▶ Task brief: Give every line of the material back exactly, images removed.

### Data supplied ###

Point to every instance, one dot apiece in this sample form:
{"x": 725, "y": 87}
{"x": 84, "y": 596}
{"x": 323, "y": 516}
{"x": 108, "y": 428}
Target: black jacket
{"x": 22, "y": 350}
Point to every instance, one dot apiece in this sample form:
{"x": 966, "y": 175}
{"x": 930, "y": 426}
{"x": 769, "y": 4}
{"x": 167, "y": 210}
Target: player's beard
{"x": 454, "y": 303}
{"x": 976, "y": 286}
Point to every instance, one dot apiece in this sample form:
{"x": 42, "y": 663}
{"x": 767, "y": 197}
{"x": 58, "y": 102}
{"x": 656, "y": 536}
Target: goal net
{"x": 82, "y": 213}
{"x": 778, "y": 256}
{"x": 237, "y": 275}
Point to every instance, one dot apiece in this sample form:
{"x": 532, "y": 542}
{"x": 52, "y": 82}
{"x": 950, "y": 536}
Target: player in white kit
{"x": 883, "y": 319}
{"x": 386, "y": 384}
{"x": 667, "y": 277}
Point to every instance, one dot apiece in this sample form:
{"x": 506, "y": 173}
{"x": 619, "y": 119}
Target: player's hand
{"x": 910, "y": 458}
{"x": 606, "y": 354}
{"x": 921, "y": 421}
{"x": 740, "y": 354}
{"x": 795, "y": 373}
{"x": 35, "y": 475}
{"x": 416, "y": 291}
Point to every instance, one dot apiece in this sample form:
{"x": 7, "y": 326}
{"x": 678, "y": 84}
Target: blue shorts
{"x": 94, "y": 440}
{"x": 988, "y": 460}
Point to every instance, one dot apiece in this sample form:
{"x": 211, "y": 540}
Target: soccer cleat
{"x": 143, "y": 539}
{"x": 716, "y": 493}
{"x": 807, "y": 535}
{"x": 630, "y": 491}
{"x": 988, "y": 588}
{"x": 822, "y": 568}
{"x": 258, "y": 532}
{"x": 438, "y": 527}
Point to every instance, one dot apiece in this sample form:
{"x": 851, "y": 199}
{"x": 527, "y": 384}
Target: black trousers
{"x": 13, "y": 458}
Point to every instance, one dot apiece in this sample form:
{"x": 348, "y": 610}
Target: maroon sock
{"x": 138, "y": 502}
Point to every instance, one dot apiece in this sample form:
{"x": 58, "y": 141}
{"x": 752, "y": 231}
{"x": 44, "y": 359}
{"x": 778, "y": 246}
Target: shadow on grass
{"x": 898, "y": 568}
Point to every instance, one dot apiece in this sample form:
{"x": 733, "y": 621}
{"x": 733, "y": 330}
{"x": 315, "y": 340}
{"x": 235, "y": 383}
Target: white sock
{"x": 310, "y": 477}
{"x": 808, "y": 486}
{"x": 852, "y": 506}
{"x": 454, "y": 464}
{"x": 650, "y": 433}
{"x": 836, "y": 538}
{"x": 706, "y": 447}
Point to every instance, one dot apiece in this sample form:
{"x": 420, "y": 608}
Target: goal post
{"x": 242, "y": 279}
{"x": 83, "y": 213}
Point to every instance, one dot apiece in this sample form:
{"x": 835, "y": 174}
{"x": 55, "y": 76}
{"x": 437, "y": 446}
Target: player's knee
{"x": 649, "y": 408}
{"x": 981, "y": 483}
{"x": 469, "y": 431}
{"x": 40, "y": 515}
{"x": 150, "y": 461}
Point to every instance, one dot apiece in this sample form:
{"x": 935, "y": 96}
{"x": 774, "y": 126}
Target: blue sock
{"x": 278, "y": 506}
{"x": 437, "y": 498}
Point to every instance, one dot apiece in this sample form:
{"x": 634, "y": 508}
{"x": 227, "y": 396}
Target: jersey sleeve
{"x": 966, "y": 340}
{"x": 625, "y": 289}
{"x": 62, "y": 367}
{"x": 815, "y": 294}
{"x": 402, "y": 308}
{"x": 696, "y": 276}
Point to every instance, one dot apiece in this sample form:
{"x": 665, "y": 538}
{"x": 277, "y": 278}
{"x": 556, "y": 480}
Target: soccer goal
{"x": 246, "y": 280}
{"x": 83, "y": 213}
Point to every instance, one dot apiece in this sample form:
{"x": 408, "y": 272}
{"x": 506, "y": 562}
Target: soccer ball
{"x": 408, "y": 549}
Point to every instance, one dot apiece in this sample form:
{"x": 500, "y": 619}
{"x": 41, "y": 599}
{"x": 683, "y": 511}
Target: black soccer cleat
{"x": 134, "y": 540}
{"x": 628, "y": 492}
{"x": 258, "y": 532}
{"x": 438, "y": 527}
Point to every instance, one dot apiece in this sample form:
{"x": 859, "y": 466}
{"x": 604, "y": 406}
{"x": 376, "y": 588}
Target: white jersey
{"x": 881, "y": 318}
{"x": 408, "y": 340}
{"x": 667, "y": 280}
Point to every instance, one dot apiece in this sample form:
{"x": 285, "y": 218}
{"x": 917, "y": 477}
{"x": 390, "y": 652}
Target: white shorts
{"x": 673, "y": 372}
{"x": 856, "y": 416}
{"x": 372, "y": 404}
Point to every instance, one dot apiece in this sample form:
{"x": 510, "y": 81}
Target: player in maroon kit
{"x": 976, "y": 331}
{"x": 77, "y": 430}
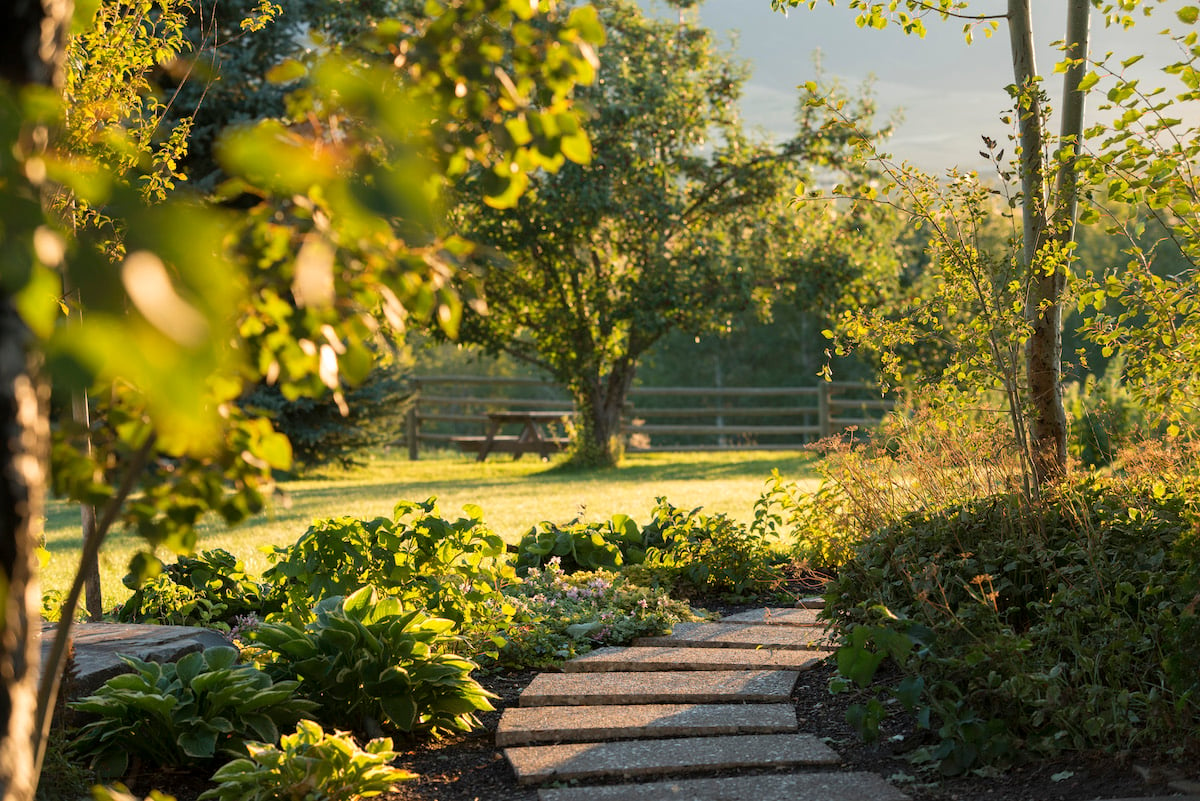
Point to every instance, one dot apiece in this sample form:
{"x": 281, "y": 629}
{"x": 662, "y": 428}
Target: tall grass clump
{"x": 917, "y": 459}
{"x": 1024, "y": 626}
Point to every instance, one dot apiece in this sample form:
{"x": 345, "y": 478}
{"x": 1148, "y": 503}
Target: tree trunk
{"x": 1047, "y": 275}
{"x": 599, "y": 402}
{"x": 33, "y": 35}
{"x": 24, "y": 438}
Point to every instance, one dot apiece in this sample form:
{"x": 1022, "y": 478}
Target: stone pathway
{"x": 641, "y": 722}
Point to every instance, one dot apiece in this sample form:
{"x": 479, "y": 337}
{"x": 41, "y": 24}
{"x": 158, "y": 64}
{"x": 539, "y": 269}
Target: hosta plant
{"x": 311, "y": 764}
{"x": 179, "y": 712}
{"x": 372, "y": 664}
{"x": 447, "y": 568}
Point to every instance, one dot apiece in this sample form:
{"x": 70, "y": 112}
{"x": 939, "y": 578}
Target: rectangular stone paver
{"x": 797, "y": 638}
{"x": 529, "y": 724}
{"x": 630, "y": 758}
{"x": 693, "y": 658}
{"x": 775, "y": 618}
{"x": 773, "y": 787}
{"x": 665, "y": 687}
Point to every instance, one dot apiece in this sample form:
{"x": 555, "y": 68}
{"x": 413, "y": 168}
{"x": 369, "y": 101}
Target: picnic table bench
{"x": 532, "y": 439}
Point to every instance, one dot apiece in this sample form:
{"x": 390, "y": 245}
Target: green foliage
{"x": 370, "y": 664}
{"x": 449, "y": 570}
{"x": 318, "y": 429}
{"x": 666, "y": 227}
{"x": 180, "y": 712}
{"x": 582, "y": 546}
{"x": 63, "y": 778}
{"x": 310, "y": 764}
{"x": 712, "y": 553}
{"x": 207, "y": 590}
{"x": 559, "y": 616}
{"x": 815, "y": 525}
{"x": 120, "y": 793}
{"x": 1033, "y": 628}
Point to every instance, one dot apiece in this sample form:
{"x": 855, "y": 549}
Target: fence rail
{"x": 655, "y": 419}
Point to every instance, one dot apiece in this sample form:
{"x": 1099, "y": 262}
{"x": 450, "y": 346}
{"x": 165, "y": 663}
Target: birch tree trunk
{"x": 1043, "y": 235}
{"x": 31, "y": 46}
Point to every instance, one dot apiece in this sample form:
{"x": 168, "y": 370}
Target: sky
{"x": 948, "y": 92}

###

▶ Exercise solution:
Point to every instance, one dot apiece in this sample form:
{"x": 725, "y": 87}
{"x": 84, "y": 596}
{"x": 323, "y": 516}
{"x": 108, "y": 428}
Target: black jacket
{"x": 22, "y": 350}
Point to every instance, one dot apiece in this sample form:
{"x": 966, "y": 175}
{"x": 930, "y": 426}
{"x": 769, "y": 4}
{"x": 167, "y": 210}
Target: player's beard
{"x": 454, "y": 303}
{"x": 976, "y": 286}
Point to every instance, one dot apiece in this sample form:
{"x": 42, "y": 663}
{"x": 767, "y": 197}
{"x": 58, "y": 102}
{"x": 656, "y": 536}
Target: goal net
{"x": 82, "y": 213}
{"x": 778, "y": 256}
{"x": 237, "y": 275}
Point to every instance, one dot apiece in this sample form:
{"x": 532, "y": 542}
{"x": 52, "y": 82}
{"x": 950, "y": 536}
Target: player in white kit
{"x": 883, "y": 319}
{"x": 386, "y": 384}
{"x": 667, "y": 277}
Point to every instance, one dot apiece in this sample form:
{"x": 506, "y": 173}
{"x": 619, "y": 119}
Target: player's hand
{"x": 910, "y": 458}
{"x": 606, "y": 354}
{"x": 921, "y": 421}
{"x": 740, "y": 354}
{"x": 795, "y": 373}
{"x": 35, "y": 475}
{"x": 416, "y": 291}
Point to every instance, one dot apiece in this sample form:
{"x": 7, "y": 326}
{"x": 678, "y": 84}
Target: blue shorts
{"x": 94, "y": 440}
{"x": 988, "y": 460}
Point to every instance, one dot apiece in this sample form:
{"x": 211, "y": 540}
Target: soccer cleat
{"x": 143, "y": 539}
{"x": 716, "y": 493}
{"x": 807, "y": 535}
{"x": 630, "y": 491}
{"x": 988, "y": 588}
{"x": 822, "y": 568}
{"x": 258, "y": 532}
{"x": 438, "y": 527}
Point to every instance, one dot apiece in this sample form:
{"x": 851, "y": 199}
{"x": 527, "y": 384}
Target: black trousers
{"x": 13, "y": 458}
Point to every instance, one dot apiece in this sample form:
{"x": 348, "y": 610}
Target: maroon sock
{"x": 138, "y": 502}
Point to every instance, one dot apiece in this sample form:
{"x": 58, "y": 141}
{"x": 752, "y": 231}
{"x": 44, "y": 359}
{"x": 778, "y": 246}
Target: shadow on grass
{"x": 898, "y": 568}
Point to every instance, one dot apiece in this sample form:
{"x": 733, "y": 621}
{"x": 733, "y": 330}
{"x": 315, "y": 340}
{"x": 235, "y": 383}
Target: white sock
{"x": 310, "y": 477}
{"x": 808, "y": 486}
{"x": 852, "y": 506}
{"x": 454, "y": 464}
{"x": 650, "y": 433}
{"x": 836, "y": 538}
{"x": 706, "y": 447}
Point to every instance, one dot apiece in this sample form:
{"x": 420, "y": 608}
Target: goal post
{"x": 242, "y": 279}
{"x": 83, "y": 213}
Point to every instance, one dot apiece in this sample form:
{"x": 835, "y": 174}
{"x": 55, "y": 76}
{"x": 437, "y": 446}
Target: player's knee
{"x": 649, "y": 408}
{"x": 981, "y": 483}
{"x": 469, "y": 431}
{"x": 40, "y": 515}
{"x": 150, "y": 461}
Point to every instance, one dot apiece in this sample form:
{"x": 935, "y": 96}
{"x": 774, "y": 126}
Target: blue sock
{"x": 278, "y": 506}
{"x": 437, "y": 498}
Point to every instance, one dot apiece in this sample form:
{"x": 634, "y": 508}
{"x": 227, "y": 396}
Target: jersey sleeve
{"x": 966, "y": 340}
{"x": 625, "y": 289}
{"x": 62, "y": 367}
{"x": 815, "y": 294}
{"x": 402, "y": 308}
{"x": 696, "y": 276}
Point to every instance, one dot apiece in this sample form:
{"x": 665, "y": 538}
{"x": 277, "y": 278}
{"x": 556, "y": 480}
Target: soccer goal
{"x": 246, "y": 280}
{"x": 83, "y": 213}
Point to every instance, one dot apiece in this sample form:
{"x": 408, "y": 272}
{"x": 506, "y": 562}
Target: soccer ball
{"x": 408, "y": 549}
Point to every instance, one dot apiece in this sample form:
{"x": 500, "y": 619}
{"x": 41, "y": 599}
{"x": 683, "y": 511}
Target: black soccer cleat
{"x": 134, "y": 540}
{"x": 628, "y": 492}
{"x": 258, "y": 532}
{"x": 438, "y": 527}
Point to every instance, one dot apiece in this sample form:
{"x": 859, "y": 466}
{"x": 604, "y": 406}
{"x": 376, "y": 588}
Target: white jersey
{"x": 881, "y": 318}
{"x": 408, "y": 340}
{"x": 667, "y": 280}
Point to every instance, one dot apiece in this sample form:
{"x": 285, "y": 218}
{"x": 917, "y": 477}
{"x": 390, "y": 652}
Target: white shorts
{"x": 673, "y": 372}
{"x": 856, "y": 416}
{"x": 372, "y": 404}
Point to every instance, one dot apiece in this sample form:
{"x": 510, "y": 81}
Target: player in maroon kit
{"x": 976, "y": 331}
{"x": 77, "y": 430}
Point to every instance, one dot apiece in this sample form:
{"x": 281, "y": 629}
{"x": 662, "y": 428}
Target: tall grass clump
{"x": 917, "y": 459}
{"x": 1024, "y": 626}
Point to every instance, one dot apiece in this sample form:
{"x": 345, "y": 478}
{"x": 1148, "y": 503}
Target: tree trunk
{"x": 1047, "y": 275}
{"x": 599, "y": 402}
{"x": 33, "y": 35}
{"x": 24, "y": 438}
Point to every instance, one dot apiece in this sample form:
{"x": 1022, "y": 478}
Target: stone pathway
{"x": 641, "y": 722}
Point to every instance, one dot apiece in this sample form:
{"x": 479, "y": 337}
{"x": 41, "y": 24}
{"x": 158, "y": 64}
{"x": 539, "y": 269}
Target: hosta plant
{"x": 311, "y": 764}
{"x": 179, "y": 712}
{"x": 372, "y": 664}
{"x": 447, "y": 568}
Point to every instance, one dot apiece in this sample form:
{"x": 70, "y": 112}
{"x": 939, "y": 578}
Target: rectangular stone paver
{"x": 797, "y": 638}
{"x": 529, "y": 724}
{"x": 630, "y": 758}
{"x": 693, "y": 658}
{"x": 775, "y": 618}
{"x": 773, "y": 787}
{"x": 665, "y": 687}
Point to every instance, one dot apiece in this sample form:
{"x": 555, "y": 68}
{"x": 413, "y": 168}
{"x": 369, "y": 101}
Target: picnic table bench
{"x": 532, "y": 439}
Point to every instance, one dot apiece in this sample form:
{"x": 390, "y": 245}
Target: green foliage
{"x": 370, "y": 664}
{"x": 449, "y": 570}
{"x": 318, "y": 429}
{"x": 666, "y": 227}
{"x": 180, "y": 712}
{"x": 582, "y": 546}
{"x": 63, "y": 778}
{"x": 310, "y": 764}
{"x": 712, "y": 553}
{"x": 207, "y": 590}
{"x": 559, "y": 616}
{"x": 815, "y": 525}
{"x": 120, "y": 793}
{"x": 1033, "y": 628}
Point to every instance, one dot apiece in this sample form:
{"x": 855, "y": 549}
Target: fence rail
{"x": 655, "y": 419}
Point to every instance, one dot apiece in this sample form:
{"x": 1099, "y": 262}
{"x": 450, "y": 346}
{"x": 165, "y": 663}
Target: birch tree trunk
{"x": 1043, "y": 235}
{"x": 31, "y": 46}
Point to every instance, one dot apiece in this sample form:
{"x": 168, "y": 370}
Target: sky
{"x": 948, "y": 92}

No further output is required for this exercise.